Below is a block of records; repeat each one exactly.

[Start of MATERIAL PROVIDED]

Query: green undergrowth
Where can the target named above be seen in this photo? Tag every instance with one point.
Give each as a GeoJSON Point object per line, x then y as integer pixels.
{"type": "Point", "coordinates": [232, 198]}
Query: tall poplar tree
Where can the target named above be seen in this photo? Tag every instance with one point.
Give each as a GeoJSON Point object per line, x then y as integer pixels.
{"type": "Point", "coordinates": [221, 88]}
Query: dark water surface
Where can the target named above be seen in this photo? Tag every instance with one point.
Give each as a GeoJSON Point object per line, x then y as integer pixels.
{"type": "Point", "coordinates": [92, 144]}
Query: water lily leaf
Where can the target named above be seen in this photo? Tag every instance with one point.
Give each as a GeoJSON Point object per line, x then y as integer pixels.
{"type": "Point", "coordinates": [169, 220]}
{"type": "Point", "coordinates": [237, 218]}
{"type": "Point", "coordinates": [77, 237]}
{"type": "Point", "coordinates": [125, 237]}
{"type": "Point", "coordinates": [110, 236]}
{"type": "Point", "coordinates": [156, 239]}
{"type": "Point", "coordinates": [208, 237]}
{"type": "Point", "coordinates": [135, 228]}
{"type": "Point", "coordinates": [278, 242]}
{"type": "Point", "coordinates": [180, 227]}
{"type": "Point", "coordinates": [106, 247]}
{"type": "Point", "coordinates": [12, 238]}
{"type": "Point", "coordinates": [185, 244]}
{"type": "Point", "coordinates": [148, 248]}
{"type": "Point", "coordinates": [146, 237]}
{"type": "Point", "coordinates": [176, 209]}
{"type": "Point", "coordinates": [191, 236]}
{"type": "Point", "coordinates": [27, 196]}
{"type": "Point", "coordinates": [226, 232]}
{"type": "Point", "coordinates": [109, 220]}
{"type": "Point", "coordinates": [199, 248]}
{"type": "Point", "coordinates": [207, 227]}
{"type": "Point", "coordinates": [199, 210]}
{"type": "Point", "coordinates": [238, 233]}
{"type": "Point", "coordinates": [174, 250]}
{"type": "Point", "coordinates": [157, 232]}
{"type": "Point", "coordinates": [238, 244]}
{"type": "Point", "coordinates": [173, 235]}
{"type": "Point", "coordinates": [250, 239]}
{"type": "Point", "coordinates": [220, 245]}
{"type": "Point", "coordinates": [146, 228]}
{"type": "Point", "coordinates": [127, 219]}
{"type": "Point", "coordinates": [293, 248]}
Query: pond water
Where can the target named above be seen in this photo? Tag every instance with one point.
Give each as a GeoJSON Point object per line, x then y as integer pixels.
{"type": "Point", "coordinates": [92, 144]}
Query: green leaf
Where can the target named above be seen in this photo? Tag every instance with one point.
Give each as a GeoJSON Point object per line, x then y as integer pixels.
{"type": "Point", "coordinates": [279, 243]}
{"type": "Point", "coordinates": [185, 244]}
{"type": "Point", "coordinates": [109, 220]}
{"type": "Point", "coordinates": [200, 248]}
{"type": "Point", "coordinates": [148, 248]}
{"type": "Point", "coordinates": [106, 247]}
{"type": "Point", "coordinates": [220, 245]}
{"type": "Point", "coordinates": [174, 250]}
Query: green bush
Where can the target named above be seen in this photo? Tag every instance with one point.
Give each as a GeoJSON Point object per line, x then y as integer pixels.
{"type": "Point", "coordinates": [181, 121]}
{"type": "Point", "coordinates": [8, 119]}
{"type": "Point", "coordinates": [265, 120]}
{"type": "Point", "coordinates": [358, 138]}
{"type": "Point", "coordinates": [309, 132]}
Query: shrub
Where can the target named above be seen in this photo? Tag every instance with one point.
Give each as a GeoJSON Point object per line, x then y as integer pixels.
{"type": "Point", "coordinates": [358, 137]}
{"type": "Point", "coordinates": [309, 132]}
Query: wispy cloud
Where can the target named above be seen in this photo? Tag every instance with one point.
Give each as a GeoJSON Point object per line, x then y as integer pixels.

[End of MATERIAL PROVIDED]

> [ANSWER]
Query: green undergrowth
Where can the target named above be seen in this photo? Tag every instance with one point.
Give each as a GeoJSON Point object per line, x then y as integer pixels.
{"type": "Point", "coordinates": [232, 198]}
Query: tall poplar tree
Where can the target named above be seen in this photo? Tag every instance with one point.
Give each as a GeoJSON Point object per line, x then y as integer pixels.
{"type": "Point", "coordinates": [221, 88]}
Query: dark water surface
Where can the target named above be seen in this photo? Tag every instance with one point.
Give each as a GeoJSON Point object per line, x then y as integer pixels.
{"type": "Point", "coordinates": [92, 144]}
Query: water lily leaf
Where can the target named above be seen in this photo? Tag every instance with one point.
Give each as a GeoJSON Point object per line, x then y as integer pixels.
{"type": "Point", "coordinates": [169, 220]}
{"type": "Point", "coordinates": [237, 218]}
{"type": "Point", "coordinates": [77, 237]}
{"type": "Point", "coordinates": [125, 237]}
{"type": "Point", "coordinates": [110, 236]}
{"type": "Point", "coordinates": [156, 239]}
{"type": "Point", "coordinates": [208, 237]}
{"type": "Point", "coordinates": [135, 228]}
{"type": "Point", "coordinates": [278, 242]}
{"type": "Point", "coordinates": [180, 227]}
{"type": "Point", "coordinates": [106, 247]}
{"type": "Point", "coordinates": [12, 238]}
{"type": "Point", "coordinates": [185, 244]}
{"type": "Point", "coordinates": [148, 248]}
{"type": "Point", "coordinates": [146, 237]}
{"type": "Point", "coordinates": [176, 209]}
{"type": "Point", "coordinates": [191, 236]}
{"type": "Point", "coordinates": [27, 196]}
{"type": "Point", "coordinates": [226, 232]}
{"type": "Point", "coordinates": [109, 220]}
{"type": "Point", "coordinates": [199, 248]}
{"type": "Point", "coordinates": [207, 227]}
{"type": "Point", "coordinates": [199, 210]}
{"type": "Point", "coordinates": [238, 233]}
{"type": "Point", "coordinates": [174, 250]}
{"type": "Point", "coordinates": [157, 232]}
{"type": "Point", "coordinates": [238, 244]}
{"type": "Point", "coordinates": [173, 235]}
{"type": "Point", "coordinates": [250, 239]}
{"type": "Point", "coordinates": [220, 245]}
{"type": "Point", "coordinates": [146, 228]}
{"type": "Point", "coordinates": [127, 219]}
{"type": "Point", "coordinates": [293, 248]}
Query: pond water
Where can the target named above be seen in this photo? Tag every instance with one point.
Give each as a GeoJSON Point object per line, x then y as integer pixels.
{"type": "Point", "coordinates": [92, 144]}
Query: green leaf
Where can the target named above be seen in this photo? Tag every instance with one point.
Give each as a GeoJSON Point object per line, x then y as integer pixels.
{"type": "Point", "coordinates": [279, 243]}
{"type": "Point", "coordinates": [185, 244]}
{"type": "Point", "coordinates": [109, 220]}
{"type": "Point", "coordinates": [200, 248]}
{"type": "Point", "coordinates": [148, 248]}
{"type": "Point", "coordinates": [106, 247]}
{"type": "Point", "coordinates": [220, 245]}
{"type": "Point", "coordinates": [174, 250]}
Query: green bush
Where can the target named above be seen in this photo? Tag every instance with one point.
Give each as a GeoJSON Point object per line, x then y as integer pixels.
{"type": "Point", "coordinates": [181, 121]}
{"type": "Point", "coordinates": [8, 119]}
{"type": "Point", "coordinates": [265, 120]}
{"type": "Point", "coordinates": [358, 138]}
{"type": "Point", "coordinates": [309, 132]}
Query: shrub
Where can the target named above be seen in this photo? Tag every instance with one point.
Give each as a GeoJSON Point object per line, x then y as integer pixels.
{"type": "Point", "coordinates": [358, 137]}
{"type": "Point", "coordinates": [309, 132]}
Query: wispy cloud
Where can the target named above be seen in this photo? Tag every instance with one point.
Give each as a GeoJSON Point object per line, x then y as integer pixels.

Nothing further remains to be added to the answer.